**DATASET:**
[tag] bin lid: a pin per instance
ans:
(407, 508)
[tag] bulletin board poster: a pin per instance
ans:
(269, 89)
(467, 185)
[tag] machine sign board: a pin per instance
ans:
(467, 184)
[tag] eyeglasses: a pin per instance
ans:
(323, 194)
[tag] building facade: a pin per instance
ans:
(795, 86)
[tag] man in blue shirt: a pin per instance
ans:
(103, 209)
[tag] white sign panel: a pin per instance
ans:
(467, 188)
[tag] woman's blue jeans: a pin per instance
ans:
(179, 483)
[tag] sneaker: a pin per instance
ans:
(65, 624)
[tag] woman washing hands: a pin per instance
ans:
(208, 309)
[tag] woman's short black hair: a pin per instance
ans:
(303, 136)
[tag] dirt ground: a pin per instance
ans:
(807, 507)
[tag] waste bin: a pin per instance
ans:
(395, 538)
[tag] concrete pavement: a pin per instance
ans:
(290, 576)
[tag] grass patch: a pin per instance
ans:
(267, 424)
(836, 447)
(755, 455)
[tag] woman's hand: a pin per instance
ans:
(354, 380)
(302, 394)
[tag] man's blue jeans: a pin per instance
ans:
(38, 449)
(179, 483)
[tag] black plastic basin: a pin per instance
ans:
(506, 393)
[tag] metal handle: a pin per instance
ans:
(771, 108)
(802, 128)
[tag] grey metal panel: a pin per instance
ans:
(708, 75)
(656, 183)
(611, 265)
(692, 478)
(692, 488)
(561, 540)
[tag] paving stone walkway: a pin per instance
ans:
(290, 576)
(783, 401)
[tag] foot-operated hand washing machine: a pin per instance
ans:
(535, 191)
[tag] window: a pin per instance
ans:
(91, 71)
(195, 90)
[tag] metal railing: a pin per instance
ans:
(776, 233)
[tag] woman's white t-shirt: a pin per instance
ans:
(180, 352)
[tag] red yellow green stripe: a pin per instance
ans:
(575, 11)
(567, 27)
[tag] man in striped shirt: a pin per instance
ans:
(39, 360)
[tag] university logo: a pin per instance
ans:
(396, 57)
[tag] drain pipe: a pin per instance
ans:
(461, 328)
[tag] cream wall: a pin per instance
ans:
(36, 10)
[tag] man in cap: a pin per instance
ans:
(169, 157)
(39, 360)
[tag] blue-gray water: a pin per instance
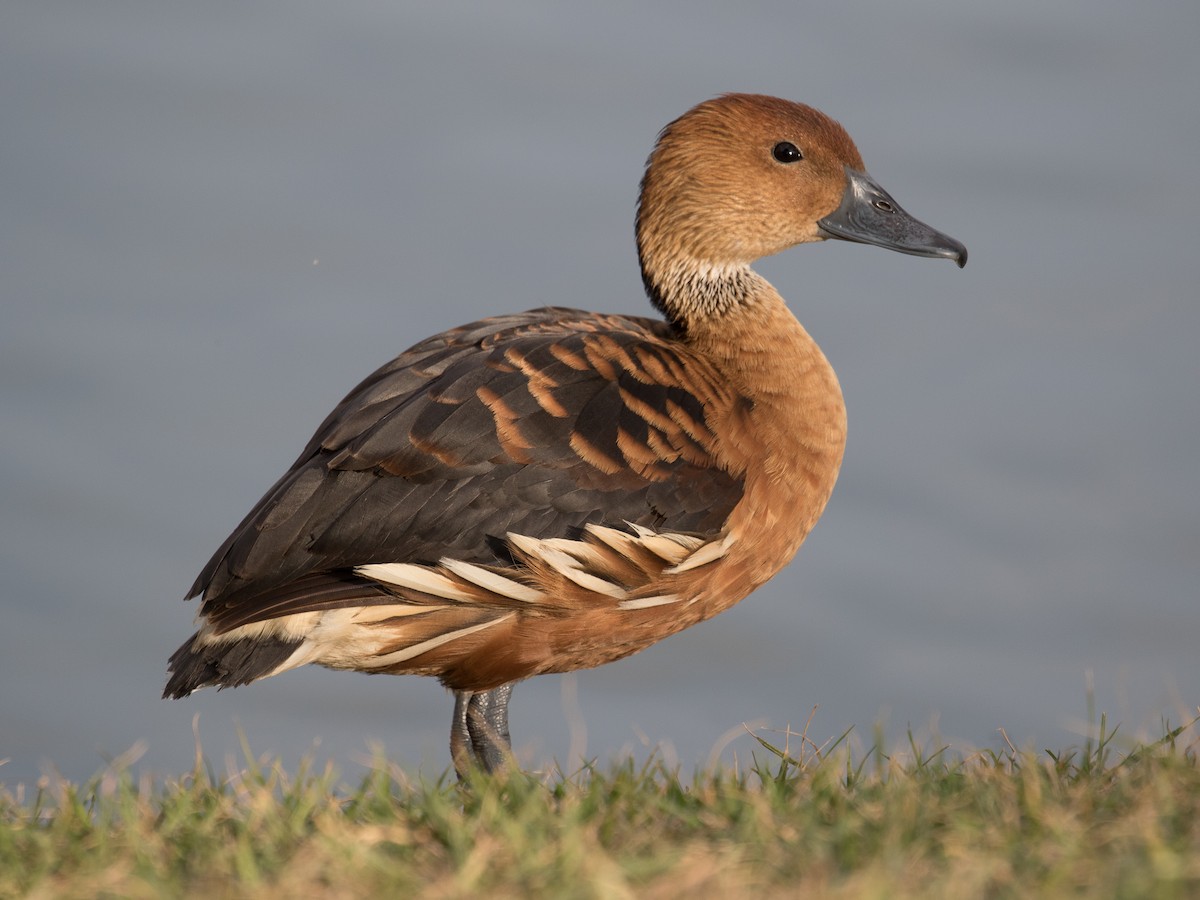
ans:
(216, 217)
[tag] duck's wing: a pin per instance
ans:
(534, 425)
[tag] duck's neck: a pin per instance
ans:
(791, 430)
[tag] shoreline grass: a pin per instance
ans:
(805, 822)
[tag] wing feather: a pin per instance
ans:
(539, 424)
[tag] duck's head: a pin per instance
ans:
(744, 175)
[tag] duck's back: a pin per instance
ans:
(535, 424)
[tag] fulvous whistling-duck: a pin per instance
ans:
(558, 489)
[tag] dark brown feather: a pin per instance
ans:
(469, 436)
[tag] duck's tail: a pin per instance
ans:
(226, 664)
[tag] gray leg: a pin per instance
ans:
(480, 731)
(461, 750)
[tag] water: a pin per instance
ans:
(217, 219)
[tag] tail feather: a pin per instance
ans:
(226, 664)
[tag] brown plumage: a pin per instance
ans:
(558, 489)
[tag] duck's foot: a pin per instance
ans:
(480, 732)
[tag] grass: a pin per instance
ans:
(802, 821)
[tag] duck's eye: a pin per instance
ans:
(786, 151)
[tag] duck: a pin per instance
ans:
(555, 490)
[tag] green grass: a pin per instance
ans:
(1096, 820)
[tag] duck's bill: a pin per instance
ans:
(869, 215)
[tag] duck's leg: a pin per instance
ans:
(480, 730)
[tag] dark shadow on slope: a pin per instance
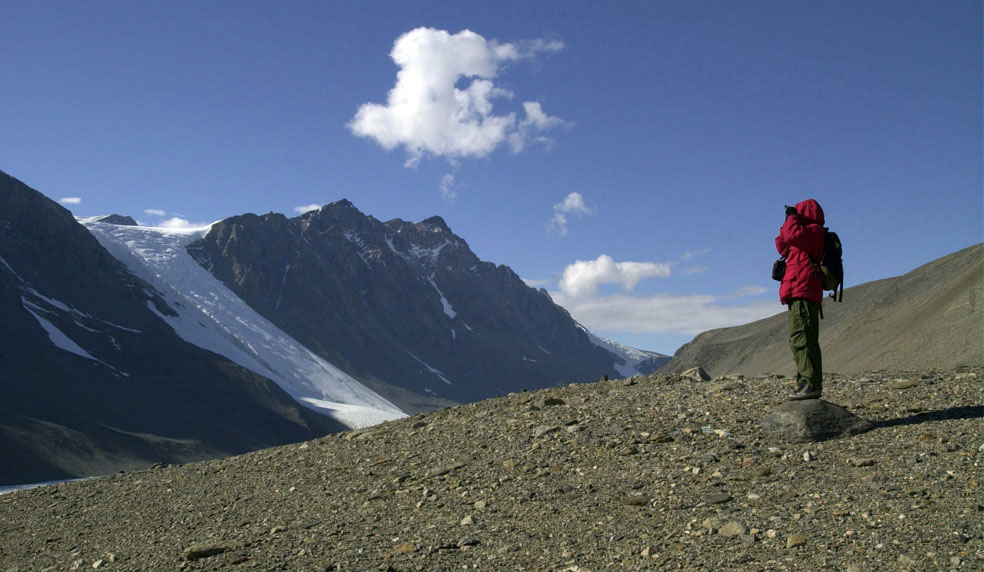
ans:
(963, 412)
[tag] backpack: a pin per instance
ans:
(832, 266)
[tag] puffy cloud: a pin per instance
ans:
(581, 279)
(428, 114)
(688, 255)
(573, 203)
(662, 313)
(449, 191)
(558, 224)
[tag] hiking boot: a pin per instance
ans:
(805, 390)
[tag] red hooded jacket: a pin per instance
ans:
(803, 236)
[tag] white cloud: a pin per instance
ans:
(688, 255)
(662, 314)
(428, 114)
(558, 224)
(449, 191)
(581, 279)
(573, 203)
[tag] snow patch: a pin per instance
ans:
(212, 317)
(631, 357)
(56, 336)
(448, 310)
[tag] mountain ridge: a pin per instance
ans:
(927, 318)
(92, 380)
(401, 306)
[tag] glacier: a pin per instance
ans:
(212, 317)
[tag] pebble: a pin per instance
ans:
(718, 498)
(795, 540)
(733, 528)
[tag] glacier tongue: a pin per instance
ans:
(212, 317)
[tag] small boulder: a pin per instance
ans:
(812, 420)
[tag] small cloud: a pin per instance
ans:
(661, 313)
(745, 292)
(688, 255)
(449, 190)
(582, 278)
(573, 203)
(427, 113)
(558, 224)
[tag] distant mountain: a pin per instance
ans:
(406, 308)
(929, 318)
(116, 219)
(209, 315)
(93, 380)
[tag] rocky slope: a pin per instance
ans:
(92, 381)
(930, 317)
(658, 472)
(406, 308)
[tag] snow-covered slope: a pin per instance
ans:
(213, 317)
(634, 360)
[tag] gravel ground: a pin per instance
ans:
(657, 473)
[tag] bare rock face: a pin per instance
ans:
(812, 420)
(696, 374)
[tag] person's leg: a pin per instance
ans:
(804, 329)
(813, 356)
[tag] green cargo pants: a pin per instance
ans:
(804, 340)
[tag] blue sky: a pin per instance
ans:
(631, 157)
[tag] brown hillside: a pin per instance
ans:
(929, 318)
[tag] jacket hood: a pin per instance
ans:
(811, 211)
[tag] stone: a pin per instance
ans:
(812, 420)
(199, 551)
(795, 540)
(718, 498)
(696, 374)
(732, 528)
(635, 500)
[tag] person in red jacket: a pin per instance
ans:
(801, 240)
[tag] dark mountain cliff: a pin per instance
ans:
(928, 318)
(92, 381)
(406, 308)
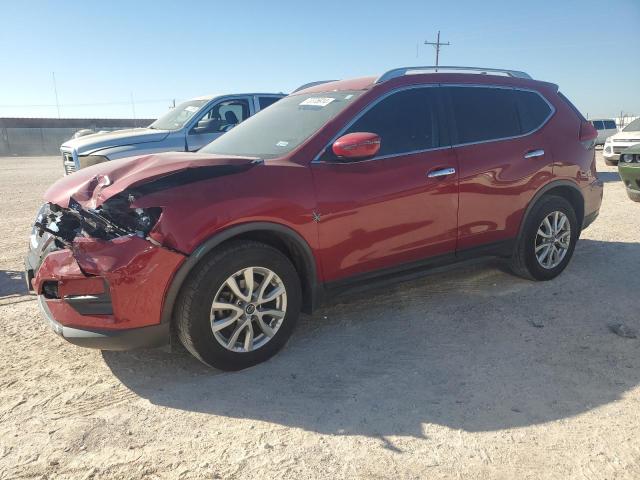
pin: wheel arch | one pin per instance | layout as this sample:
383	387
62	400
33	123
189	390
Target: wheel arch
566	189
283	238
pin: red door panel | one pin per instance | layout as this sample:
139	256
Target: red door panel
385	212
496	184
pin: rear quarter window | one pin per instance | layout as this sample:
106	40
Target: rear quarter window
533	110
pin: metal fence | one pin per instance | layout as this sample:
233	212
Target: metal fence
43	136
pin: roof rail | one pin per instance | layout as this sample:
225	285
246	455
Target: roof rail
399	72
312	84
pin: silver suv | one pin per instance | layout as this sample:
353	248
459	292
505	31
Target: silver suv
187	127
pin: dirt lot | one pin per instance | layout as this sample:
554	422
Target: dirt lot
469	374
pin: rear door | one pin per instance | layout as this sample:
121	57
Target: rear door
503	157
219	118
389	210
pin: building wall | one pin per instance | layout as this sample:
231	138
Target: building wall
43	136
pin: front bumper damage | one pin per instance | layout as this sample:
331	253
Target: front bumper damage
104	293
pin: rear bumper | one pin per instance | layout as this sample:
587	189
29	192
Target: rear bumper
630	176
592	195
131	339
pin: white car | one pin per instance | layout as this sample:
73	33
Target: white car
605	127
614	145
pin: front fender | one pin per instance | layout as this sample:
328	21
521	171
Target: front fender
303	249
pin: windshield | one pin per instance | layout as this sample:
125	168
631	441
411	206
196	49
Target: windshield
175	118
283	126
633	126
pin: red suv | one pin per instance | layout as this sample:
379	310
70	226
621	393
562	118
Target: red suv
342	183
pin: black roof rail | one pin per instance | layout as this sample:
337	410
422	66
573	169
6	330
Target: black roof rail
399	72
312	84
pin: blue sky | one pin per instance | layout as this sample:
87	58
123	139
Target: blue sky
105	53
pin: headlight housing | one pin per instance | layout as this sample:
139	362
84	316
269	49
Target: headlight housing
89	160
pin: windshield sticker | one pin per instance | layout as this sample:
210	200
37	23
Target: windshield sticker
317	101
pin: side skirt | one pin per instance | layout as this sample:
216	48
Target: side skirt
419	269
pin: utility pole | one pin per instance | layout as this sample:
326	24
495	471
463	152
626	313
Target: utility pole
55	90
133	107
437	44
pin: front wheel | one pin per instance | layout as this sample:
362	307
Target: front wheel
239	306
548	240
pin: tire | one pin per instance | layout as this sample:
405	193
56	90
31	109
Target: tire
194	307
525	262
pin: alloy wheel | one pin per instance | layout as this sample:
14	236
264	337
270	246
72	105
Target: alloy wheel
553	240
248	309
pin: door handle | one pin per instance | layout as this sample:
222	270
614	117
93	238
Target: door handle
443	172
534	153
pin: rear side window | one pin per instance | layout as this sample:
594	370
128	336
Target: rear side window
533	110
483	114
264	102
406	122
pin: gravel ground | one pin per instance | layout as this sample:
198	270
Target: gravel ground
468	374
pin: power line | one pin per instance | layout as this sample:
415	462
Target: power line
128	102
437	44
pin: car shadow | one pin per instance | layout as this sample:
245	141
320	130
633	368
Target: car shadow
12	283
473	349
607	177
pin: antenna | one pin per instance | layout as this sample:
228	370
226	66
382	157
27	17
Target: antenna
437	44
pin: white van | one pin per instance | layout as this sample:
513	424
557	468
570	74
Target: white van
606	127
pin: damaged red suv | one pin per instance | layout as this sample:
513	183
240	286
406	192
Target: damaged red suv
347	183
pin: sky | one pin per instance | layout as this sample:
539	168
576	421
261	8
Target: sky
129	59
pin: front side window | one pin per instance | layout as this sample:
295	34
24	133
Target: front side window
483	114
175	118
633	126
405	121
223	117
279	129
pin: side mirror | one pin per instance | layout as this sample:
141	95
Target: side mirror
357	145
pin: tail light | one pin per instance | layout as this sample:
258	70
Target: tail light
588	134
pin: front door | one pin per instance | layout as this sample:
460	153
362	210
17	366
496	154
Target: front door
397	208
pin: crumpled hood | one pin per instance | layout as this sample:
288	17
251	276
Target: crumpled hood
94	185
626	136
98	141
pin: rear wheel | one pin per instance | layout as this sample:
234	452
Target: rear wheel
547	241
239	306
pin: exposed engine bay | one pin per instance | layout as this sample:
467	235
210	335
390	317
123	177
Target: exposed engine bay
115	218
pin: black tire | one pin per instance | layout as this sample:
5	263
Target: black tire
524	262
193	307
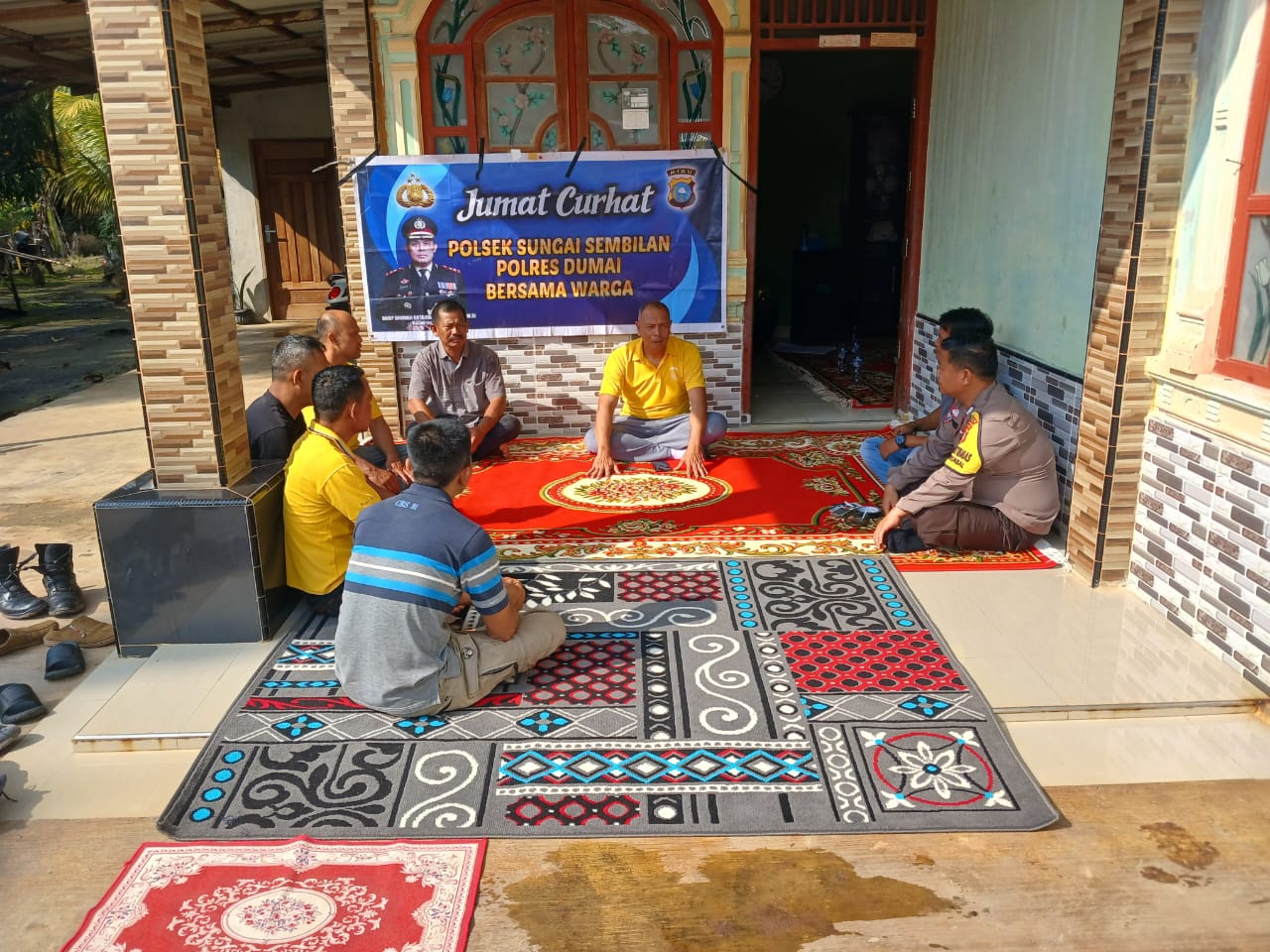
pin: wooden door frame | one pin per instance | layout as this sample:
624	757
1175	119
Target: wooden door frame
915	203
258	146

**WHAT YOU SHOULD DO:** Return a word-for-word copy of the lines above from the one holding "[tag] woman's short" through the one holding "[tag] man in striped", with both of them included and nothing besides.

**RESPONSE:**
[tag] woman's short black hair: a pin per instance
ans:
(303, 136)
[tag] dirt ground: a pin per instance
ans:
(807, 507)
[tag] waste bin: a pin per instance
ans:
(395, 538)
[tag] concrete pavement: a pin per instance
ans:
(290, 576)
[tag] grass patch: a pin per instance
ans:
(267, 424)
(836, 447)
(755, 455)
[tag] woman's hand: a pin per instance
ans:
(354, 380)
(302, 394)
[tag] man's blue jeans: a pin per instance
ans:
(38, 449)
(179, 483)
[tag] black plastic basin: a pin per instance
ans:
(506, 393)
[tag] metal handle: a pin per instance
ans:
(771, 108)
(802, 128)
[tag] grey metal panel: a pin per instance
ans:
(708, 75)
(656, 183)
(611, 265)
(692, 478)
(692, 488)
(561, 540)
[tag] paving stone walkway: a pin per instance
ans:
(290, 576)
(783, 401)
[tag] foot-operated hand washing machine: a pin per instance
ans:
(535, 191)
[tag] window: a pin per instance
ans:
(91, 71)
(195, 90)
[tag] metal railing: a pin per instance
ans:
(776, 233)
[tag] woman's white t-shirt: a pin per instance
ans:
(180, 352)
[tag] red yellow green stripe: a pin per instance
ans:
(575, 11)
(567, 27)
[tag] man in striped shirt: a pin per instance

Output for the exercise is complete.